■ Task to complete:
Nothing should be left out: output all of the entries exactly.

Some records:
________________________________________

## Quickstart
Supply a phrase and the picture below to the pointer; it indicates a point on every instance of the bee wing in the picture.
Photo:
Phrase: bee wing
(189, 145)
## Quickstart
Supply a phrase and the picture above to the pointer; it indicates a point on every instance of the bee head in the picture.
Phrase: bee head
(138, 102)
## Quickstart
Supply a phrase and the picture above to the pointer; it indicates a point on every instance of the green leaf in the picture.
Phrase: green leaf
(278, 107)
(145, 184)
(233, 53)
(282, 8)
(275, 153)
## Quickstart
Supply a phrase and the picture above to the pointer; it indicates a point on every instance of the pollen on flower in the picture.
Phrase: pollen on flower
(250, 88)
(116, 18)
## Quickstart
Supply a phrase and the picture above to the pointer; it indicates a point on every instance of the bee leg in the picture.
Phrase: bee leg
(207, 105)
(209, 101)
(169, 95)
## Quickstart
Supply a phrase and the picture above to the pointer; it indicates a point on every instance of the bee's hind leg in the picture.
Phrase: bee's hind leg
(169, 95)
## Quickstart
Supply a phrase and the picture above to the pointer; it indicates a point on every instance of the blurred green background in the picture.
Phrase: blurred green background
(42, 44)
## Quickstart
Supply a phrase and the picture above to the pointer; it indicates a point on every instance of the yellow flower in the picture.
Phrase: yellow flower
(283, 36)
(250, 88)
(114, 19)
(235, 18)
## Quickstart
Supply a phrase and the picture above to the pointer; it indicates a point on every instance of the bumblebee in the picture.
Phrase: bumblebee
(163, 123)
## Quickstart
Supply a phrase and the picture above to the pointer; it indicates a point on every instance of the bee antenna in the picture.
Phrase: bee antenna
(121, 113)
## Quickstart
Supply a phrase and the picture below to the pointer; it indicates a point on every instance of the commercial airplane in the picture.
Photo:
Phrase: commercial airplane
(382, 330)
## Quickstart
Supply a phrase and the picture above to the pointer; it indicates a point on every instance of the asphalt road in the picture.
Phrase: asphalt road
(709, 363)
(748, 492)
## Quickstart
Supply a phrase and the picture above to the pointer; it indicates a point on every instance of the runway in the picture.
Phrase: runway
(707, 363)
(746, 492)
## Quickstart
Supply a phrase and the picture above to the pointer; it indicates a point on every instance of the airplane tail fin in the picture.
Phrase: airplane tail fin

________________________________________

■ Task solution:
## Quickstart
Supply a phrase and the picture below to the pointer; it indicates a point on every instance of the bee wing in the picture.
Photo:
Phrase: bee wing
(189, 145)
## Quickstart
Supply a phrase and the picture above to the pointer; it indicates a point on every instance of the bee head in the picture.
Phrase: bee head
(138, 102)
## Quickstart
Supply a phrase and the picture above to the pointer; it indicates a point on every instance of the green leaf in the picture.
Phrase: green leaf
(278, 107)
(145, 184)
(233, 53)
(282, 8)
(275, 153)
## Quickstart
Supply a phrase and the picture above to the pointer; it indicates a point on every instance of the pollen on flower in the picture.
Phrase: pollen on flower
(250, 88)
(116, 18)
## Quickstart
Supply a phrase and the picture above to the pointer; it indicates a point on every instance of the bee leg in the picture.
Phrase: bee leg
(207, 105)
(209, 101)
(169, 95)
## Quickstart
Supply a phrase and the picture above to the pointer; it indicates a point on every instance of the bee's hind leg in the picture.
Phrase: bee's hind leg
(169, 95)
## Quickstart
Supply a phrase and the picture above to the pointer; it indicates a point on every instance of the blurred green background in the picture.
Phrase: blurred green background
(42, 44)
## Quickstart
Supply a phrase and the picture above to the pointer; it indicates a point on every instance of the yellow flower in the picture.
Phrase: yellow flower
(283, 36)
(250, 88)
(114, 19)
(235, 18)
## Quickstart
Supply a phrase and the picture above to the pointer; it indicates a point on every instance of the bumblebee in the picture.
Phrase: bumblebee
(163, 123)
## Quickstart
Supply a phrase and the picture above to the pointer; it indicates a point on every instance of the bee antenna in the picture.
Phrase: bee antenna
(121, 113)
## Quickstart
Supply a phrase and the picture below to the pointer; it indicates a point on every instance of the commercial airplane in the picture.
Photo:
Phrase: commercial airplane
(382, 330)
## Quickstart
Supply a phrase and the picture above to the pointer; it indicates a point on every instance of the asphalt road in the picture.
Phrase: asphalt road
(709, 363)
(748, 492)
## Quickstart
Supply a phrase and the picture above to the pointer; it indicates a point on every instance of the runway in the picture.
Phrase: runway
(707, 363)
(746, 492)
## Quickstart
Supply a phrase and the picture above to the pointer; it indicates a point on every instance of the airplane tail fin in the picture.
Phrase: airplane tail fin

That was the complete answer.